[Exercise instructions]
#1 According to the convergence proof excerpt, why does property (iii) of Lemma 1 follow immediately from the first two properties?
#2 Carry the multi-robot convergence proof forward from its final sentence.

[Selected extract]
----

The result of Claim 1 is that the paths \(\sigma _1, \ldots , \sigma _R\) are robust in their individual spaces w.r.t the parameterized forbidden space \( \mathbb {C}^{o }_i(\tau ) \). This means that there is sufficient clearance for the individual robots to not collide with each other given a fixed location of a single robot.

Next, a Lemma is derived using proof techniques from the literature (Janson et al. 2015, Theorem 4.1), and it implies every \(\mathbb {G}_i\) contains a single-robot path \(\sigma _i^{(n)}\) that converges to \(\sigma _i\).

Lemma 1

For every robot i, let \(\mathbb {G}_i\) be constructed with n samples and a connection radius \(r(n)\ge r^*(n)\). Then it contains a path \(\sigma _i^{(n)}\) with the following attributes a.a.s.:

  1. (i)

    \(\sigma _i^{(n)}(0) = s_i\), \(\sigma _i^{(n)}(1) = t_i\);

  2. (ii)

    \(\Vert \sigma _i^{(n)}\Vert \le (1 + o(1)) \Vert \sigma _i\Vert \);

  3. (iii)

    \(\forall q \in Im (\sigma _i^{(n)})\), \(\exists \tau \in [0,1]\) s.t. \(\Vert q-\sigma _i(\tau )\Vert \le r^*(n)\), where Im\((\cdot )\) is the function image.

Proof

The first two properties of Lemma (i) and (ii) restate (Janson et al. 2015, Theorem 4.1), which is applicable to the setup of this work. The last property (iii) is an immediate corollary of the first two: due to the fact that \(\sigma _i^{(n)}\) is obtained from \(\mathbb {G}_i\), every point along the path is either a vertex of the graph, or lies on a straight-line path (i.e., an edge) between two vertices, whose length is at most \(r^*(n)\). \(\square \)

To complete the proof of Theorem 1 it remains to be shown that the combination of \(\sigma _1^{(n)},\ldots , \sigma _R^{(n)}\) yields the trajectory, \( \varSigma ^{(n)} \) of a desired cost, i.e., one that conforms to Eq. 1. The bound derived in Lemma 1 (ii) looks like what we need for proving Theorem 1. Even though a similar bound exists in the individual spaces, it needs to be shown that Eq. 1 holds for a cost function in \( \mathbb {C}^{f }\). We proceed to show this individually for the different cost functions.

6.1.1 Optimal convergence for a linear combination of Euclidean arc lengths

Lemma 2

Given Lemma 1 (ii), Eq. 1 holds for a cost function \(cost (\cdot )\) that is a linear combination of Euclidean arc lengths

Proof

Here consider the case that \(cost (\varSigma )= \sum _{i=1}^R \Vert \sigma _i\Vert \), which can also be easily modified for \(\max _{i=1:R} \Vert \sigma _i\Vert \) or some arbitrary linear combination of the arc lengths.

----

(Entries drawn from a collection)
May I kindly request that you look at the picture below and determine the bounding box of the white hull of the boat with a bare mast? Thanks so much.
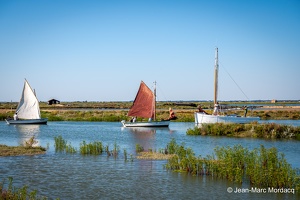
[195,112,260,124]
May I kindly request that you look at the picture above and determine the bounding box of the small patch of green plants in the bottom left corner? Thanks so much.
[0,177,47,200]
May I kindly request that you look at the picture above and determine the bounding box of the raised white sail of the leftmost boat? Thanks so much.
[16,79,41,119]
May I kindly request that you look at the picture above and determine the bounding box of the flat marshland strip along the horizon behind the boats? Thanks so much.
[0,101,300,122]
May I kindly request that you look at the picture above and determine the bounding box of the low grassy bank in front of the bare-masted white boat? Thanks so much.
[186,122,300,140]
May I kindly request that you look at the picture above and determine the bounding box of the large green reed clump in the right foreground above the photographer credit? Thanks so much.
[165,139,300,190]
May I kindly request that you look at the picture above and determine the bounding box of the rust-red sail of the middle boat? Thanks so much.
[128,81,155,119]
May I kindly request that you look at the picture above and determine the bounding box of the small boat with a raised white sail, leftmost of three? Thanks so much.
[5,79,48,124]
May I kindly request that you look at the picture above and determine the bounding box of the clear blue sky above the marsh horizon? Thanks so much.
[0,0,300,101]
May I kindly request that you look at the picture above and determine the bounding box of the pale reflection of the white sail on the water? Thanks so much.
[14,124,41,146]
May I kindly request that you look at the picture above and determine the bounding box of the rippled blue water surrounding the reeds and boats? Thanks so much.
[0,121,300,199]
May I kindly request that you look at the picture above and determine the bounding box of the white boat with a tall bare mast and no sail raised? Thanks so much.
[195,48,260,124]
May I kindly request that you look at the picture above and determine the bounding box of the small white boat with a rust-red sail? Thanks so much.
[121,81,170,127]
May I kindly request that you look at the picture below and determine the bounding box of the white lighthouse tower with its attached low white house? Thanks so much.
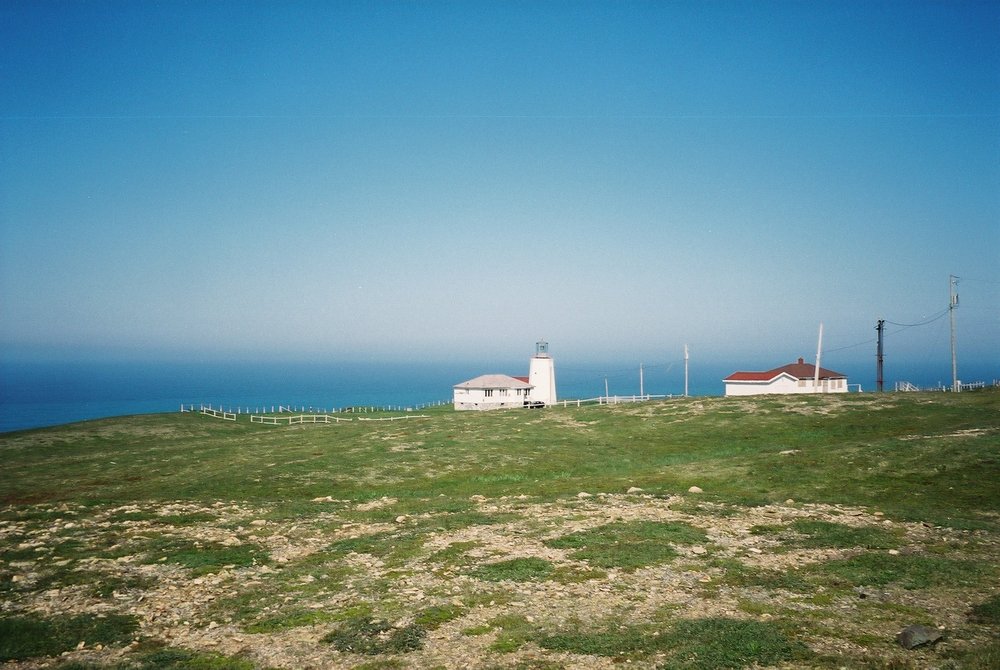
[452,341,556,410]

----

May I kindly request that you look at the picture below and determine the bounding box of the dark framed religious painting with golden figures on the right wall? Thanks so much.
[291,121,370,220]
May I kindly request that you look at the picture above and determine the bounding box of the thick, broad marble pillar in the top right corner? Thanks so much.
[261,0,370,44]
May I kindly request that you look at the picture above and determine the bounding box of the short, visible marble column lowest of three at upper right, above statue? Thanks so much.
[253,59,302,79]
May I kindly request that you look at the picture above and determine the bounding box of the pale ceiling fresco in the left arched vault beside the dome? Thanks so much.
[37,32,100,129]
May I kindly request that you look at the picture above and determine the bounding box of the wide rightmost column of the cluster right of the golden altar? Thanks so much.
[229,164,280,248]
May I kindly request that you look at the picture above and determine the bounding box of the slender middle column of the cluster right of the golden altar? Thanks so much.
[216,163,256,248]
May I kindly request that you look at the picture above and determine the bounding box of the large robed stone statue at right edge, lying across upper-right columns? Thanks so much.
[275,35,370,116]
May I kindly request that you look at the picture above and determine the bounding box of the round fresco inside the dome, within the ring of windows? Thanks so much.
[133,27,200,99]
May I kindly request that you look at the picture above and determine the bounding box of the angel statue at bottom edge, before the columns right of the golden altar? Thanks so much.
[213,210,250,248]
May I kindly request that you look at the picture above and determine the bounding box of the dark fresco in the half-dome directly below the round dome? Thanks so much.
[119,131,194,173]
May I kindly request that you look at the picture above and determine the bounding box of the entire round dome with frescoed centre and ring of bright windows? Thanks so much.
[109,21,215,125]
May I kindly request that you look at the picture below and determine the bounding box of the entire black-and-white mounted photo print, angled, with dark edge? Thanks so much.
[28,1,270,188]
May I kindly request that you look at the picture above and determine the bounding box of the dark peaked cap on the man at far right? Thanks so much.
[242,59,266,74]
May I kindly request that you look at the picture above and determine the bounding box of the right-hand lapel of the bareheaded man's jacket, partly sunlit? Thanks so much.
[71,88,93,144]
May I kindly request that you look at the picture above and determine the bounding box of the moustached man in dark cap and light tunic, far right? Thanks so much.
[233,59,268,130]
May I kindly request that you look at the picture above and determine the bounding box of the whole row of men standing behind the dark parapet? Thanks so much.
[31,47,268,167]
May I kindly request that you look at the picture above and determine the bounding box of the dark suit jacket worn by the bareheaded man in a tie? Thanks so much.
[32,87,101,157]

----

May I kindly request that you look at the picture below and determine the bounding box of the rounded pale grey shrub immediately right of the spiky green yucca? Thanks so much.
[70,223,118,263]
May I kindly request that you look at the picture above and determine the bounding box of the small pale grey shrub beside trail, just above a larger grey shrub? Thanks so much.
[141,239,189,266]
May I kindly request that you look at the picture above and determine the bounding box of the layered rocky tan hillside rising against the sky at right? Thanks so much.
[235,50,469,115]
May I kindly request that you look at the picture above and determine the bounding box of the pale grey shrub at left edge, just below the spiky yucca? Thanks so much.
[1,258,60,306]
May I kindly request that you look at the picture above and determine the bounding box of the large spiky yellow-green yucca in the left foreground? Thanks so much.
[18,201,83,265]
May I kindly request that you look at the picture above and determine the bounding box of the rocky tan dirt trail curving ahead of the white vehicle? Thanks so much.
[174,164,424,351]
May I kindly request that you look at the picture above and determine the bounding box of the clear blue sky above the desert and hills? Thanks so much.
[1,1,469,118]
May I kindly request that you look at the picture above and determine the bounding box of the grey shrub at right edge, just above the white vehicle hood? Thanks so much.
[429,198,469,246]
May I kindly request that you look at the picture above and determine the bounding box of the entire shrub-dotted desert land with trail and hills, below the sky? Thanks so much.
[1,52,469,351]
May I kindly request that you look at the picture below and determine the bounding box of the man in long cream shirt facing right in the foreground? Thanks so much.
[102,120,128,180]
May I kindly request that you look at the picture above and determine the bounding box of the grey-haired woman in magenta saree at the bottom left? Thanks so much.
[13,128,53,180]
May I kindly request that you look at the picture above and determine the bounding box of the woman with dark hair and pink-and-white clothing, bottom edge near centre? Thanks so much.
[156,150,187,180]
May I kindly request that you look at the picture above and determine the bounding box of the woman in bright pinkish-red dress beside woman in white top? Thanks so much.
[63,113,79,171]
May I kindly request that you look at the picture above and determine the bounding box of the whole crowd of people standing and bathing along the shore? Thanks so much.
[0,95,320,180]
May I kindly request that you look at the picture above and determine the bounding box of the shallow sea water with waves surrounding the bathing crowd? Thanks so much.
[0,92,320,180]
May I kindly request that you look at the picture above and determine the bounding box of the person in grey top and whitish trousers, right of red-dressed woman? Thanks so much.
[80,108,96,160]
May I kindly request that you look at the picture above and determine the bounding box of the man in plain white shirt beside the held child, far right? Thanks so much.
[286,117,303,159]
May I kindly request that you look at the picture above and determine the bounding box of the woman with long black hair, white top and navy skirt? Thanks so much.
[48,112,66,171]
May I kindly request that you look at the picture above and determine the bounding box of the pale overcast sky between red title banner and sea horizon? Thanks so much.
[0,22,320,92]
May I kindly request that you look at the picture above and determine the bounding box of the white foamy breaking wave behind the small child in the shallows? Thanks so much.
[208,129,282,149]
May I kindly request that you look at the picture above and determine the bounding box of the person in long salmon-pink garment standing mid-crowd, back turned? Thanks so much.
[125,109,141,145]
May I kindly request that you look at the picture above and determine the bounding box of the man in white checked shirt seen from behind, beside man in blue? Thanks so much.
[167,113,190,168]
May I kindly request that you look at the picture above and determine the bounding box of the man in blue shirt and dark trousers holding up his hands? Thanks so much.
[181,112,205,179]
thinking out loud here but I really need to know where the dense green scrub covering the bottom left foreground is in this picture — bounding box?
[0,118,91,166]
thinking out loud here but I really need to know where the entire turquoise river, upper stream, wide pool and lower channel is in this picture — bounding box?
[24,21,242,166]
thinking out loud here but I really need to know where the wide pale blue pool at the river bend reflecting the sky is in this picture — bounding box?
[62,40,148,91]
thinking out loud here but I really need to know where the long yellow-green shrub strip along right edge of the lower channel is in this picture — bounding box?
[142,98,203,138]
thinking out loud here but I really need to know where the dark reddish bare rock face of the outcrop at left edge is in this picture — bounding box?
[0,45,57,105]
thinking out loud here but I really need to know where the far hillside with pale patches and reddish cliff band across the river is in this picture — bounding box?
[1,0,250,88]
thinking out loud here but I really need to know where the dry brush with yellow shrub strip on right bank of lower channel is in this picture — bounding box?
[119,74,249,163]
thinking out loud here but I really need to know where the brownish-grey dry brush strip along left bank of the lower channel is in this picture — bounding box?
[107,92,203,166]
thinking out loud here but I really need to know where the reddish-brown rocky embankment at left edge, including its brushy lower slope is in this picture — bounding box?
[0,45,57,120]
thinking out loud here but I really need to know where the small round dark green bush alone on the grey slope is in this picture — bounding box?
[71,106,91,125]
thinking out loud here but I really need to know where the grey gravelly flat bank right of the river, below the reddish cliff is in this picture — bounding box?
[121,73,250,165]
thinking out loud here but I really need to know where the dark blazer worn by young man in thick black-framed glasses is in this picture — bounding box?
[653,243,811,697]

----

[Results for each task]
#1 The path σ_i^(n) is obtained from the graph G_i. So every point along it is either a vertex of the graph or lies on a straight-line edge between two vertices, and such an edge has length at most r*(n).

#2
In particular, define \(\varSigma ^{(n)}=(\sigma _1^{(n)},\ldots , \sigma _R^{(n)})\), where \(\sigma _i^{(n)}\) are obtained from Lemma 1. Then

$$\begin{aligned} cost (\varSigma ^{(n)})=\sum _{i=1}^R\Vert \sigma _i^{(n)}\Vert&\le (1 + o(1))\sum _{i=1}^R\Vert \sigma _i\Vert \\&\le (1+o(1))cost (\varSigma ). \end{aligned}$$

\(\square \)

Lemma 3

A path \(\varSigma ^{(n)} = (\sigma _1^{(n)}\ldots \sigma _R^{(n)})\) exists, that satisfies the properties of Lemma 1, and is collision free both in terms of robot-obstacle and robot-robot.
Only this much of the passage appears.